---- Information shown

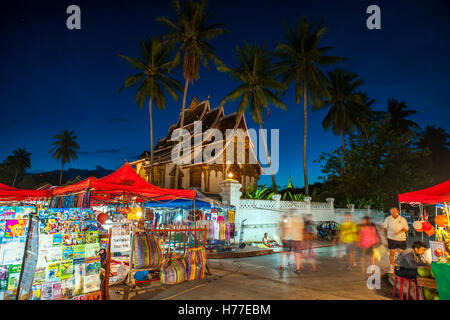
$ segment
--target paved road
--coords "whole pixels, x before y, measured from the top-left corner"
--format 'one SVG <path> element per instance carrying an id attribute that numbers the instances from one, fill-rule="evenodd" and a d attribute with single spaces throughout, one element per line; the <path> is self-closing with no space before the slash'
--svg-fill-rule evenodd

--------

**What this task involves**
Reproduce the records above word for word, character for character, omitting any pictures.

**Written solution**
$ segment
--target paved road
--coords "whole pixels, x before y, measured from the top-left corner"
--format 'one SVG <path> element per instance carrying an id attribute that numbers the instances from one, fill-rule="evenodd" and a d attribute with single spaces throughout, one element per line; the <path> is self-closing with no space before the slash'
--svg-fill-rule evenodd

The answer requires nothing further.